◆ **AIM OF THE EXERCISE**
Starting at the first line and ending at the last, reproduce the records below exactly.

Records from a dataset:

▽

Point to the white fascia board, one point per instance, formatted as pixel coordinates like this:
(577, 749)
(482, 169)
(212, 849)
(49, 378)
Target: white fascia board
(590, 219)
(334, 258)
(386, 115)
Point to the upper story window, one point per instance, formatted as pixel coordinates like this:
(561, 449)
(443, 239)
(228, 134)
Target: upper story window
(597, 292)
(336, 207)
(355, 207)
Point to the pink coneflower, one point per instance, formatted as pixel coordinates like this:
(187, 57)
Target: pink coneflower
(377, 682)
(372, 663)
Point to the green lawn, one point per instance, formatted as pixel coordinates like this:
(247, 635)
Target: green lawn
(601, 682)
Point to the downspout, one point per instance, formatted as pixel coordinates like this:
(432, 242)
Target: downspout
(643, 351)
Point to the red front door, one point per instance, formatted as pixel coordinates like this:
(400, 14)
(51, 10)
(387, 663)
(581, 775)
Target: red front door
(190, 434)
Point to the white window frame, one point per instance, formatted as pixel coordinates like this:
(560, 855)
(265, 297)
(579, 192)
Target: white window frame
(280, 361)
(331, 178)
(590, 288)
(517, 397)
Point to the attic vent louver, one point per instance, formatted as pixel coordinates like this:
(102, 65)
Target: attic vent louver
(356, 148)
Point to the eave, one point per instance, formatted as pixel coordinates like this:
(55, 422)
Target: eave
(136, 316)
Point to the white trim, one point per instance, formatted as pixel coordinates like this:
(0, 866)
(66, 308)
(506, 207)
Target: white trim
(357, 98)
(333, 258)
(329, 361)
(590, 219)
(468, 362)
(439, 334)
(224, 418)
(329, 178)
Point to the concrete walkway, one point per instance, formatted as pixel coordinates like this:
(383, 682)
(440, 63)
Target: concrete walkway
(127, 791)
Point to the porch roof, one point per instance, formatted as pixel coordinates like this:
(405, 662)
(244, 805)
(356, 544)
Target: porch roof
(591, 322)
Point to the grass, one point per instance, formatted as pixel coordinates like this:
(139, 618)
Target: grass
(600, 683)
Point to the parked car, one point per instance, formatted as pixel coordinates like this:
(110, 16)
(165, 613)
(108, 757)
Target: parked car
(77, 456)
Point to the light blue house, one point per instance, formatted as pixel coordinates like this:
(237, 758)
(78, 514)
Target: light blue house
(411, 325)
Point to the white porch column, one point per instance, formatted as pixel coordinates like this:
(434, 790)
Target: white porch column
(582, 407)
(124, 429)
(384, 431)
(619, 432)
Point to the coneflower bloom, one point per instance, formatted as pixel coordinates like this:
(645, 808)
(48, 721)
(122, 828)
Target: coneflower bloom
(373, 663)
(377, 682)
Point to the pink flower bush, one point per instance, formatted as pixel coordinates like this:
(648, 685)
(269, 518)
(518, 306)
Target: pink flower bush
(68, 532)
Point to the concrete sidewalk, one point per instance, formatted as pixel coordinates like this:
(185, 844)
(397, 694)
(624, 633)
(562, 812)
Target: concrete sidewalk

△

◆ **RESPONSE BOX**
Point to the white fascia board, one point per instance, formatted as pixel coordinates like this:
(577, 749)
(482, 169)
(212, 849)
(49, 378)
Target: white fascia board
(590, 219)
(334, 258)
(386, 115)
Point to the upper story window, one point per instance, formatted as pixel coordinates like this:
(561, 449)
(443, 239)
(228, 134)
Target: upper story window
(597, 292)
(336, 207)
(355, 207)
Point to the pink coneflower, one point per instance, formatted as pixel coordinates like this:
(187, 57)
Target: pink coneflower
(377, 682)
(372, 663)
Point to the green lawn, one point per instance, formatted as pixel coordinates like this:
(247, 635)
Target: green lawn
(601, 682)
Point to the downspout, one point per instance, formatted as pixel coordinates like this:
(432, 242)
Target: downspout
(643, 351)
Point to the red front door, one point per instance, formatted as pixel coordinates like this:
(400, 14)
(51, 10)
(387, 663)
(581, 775)
Target: red front door
(190, 434)
Point to the white window frame, one point per instance, formatted as pixel coordinates like this:
(560, 855)
(265, 297)
(579, 192)
Target: white window frame
(280, 361)
(331, 178)
(590, 288)
(517, 397)
Point to the attic vent louver, one point per instance, formatted as pixel coordinates like this:
(102, 65)
Target: attic vent louver
(356, 148)
Point to the eave, one point per instance, formatted as pixel coordinates like this:
(55, 422)
Target: eave
(136, 316)
Point to the white trim, one point per instance, formatted as pixel coordinates like this:
(0, 866)
(66, 308)
(506, 207)
Target: white trim
(357, 98)
(333, 258)
(329, 361)
(590, 219)
(468, 362)
(439, 334)
(224, 418)
(329, 178)
Point to the concrete walkway, one point per instance, formatted as pixel coordinates like this:
(383, 682)
(440, 63)
Target: concrete walkway
(127, 791)
Point to the porch roof, one point per instance, formatted as pixel coordinates like this:
(405, 662)
(244, 805)
(356, 544)
Target: porch roof
(591, 322)
Point to the grass, one point per instance, formatted as pixel coordinates like this:
(139, 618)
Target: grass
(600, 683)
Point to the parked car, one point per instance, formatted as pixel coordinates like this:
(110, 16)
(165, 613)
(108, 757)
Target: parked car
(77, 456)
Point to the light blue house, one point per instance, formatted as pixel coordinates like this:
(237, 758)
(78, 514)
Target: light blue house
(411, 325)
Point to the white porch column, one point per instance, formatted as pixel coordinates like this:
(434, 790)
Target: white porch column
(582, 407)
(124, 429)
(384, 431)
(619, 432)
Point to the coneflower bloom, one point per instance, formatted as pixel coordinates like this:
(645, 808)
(48, 721)
(122, 828)
Target: coneflower bloom
(373, 663)
(377, 682)
Point to the pink flower bush, one point per instance, formatted as pixel coordinates like this:
(648, 685)
(269, 518)
(518, 306)
Target: pink flower bush
(68, 532)
Point to the concrete sidewalk, one point per instance, formatted as pixel coordinates like this:
(185, 844)
(397, 694)
(624, 633)
(562, 812)
Target: concrete sidewalk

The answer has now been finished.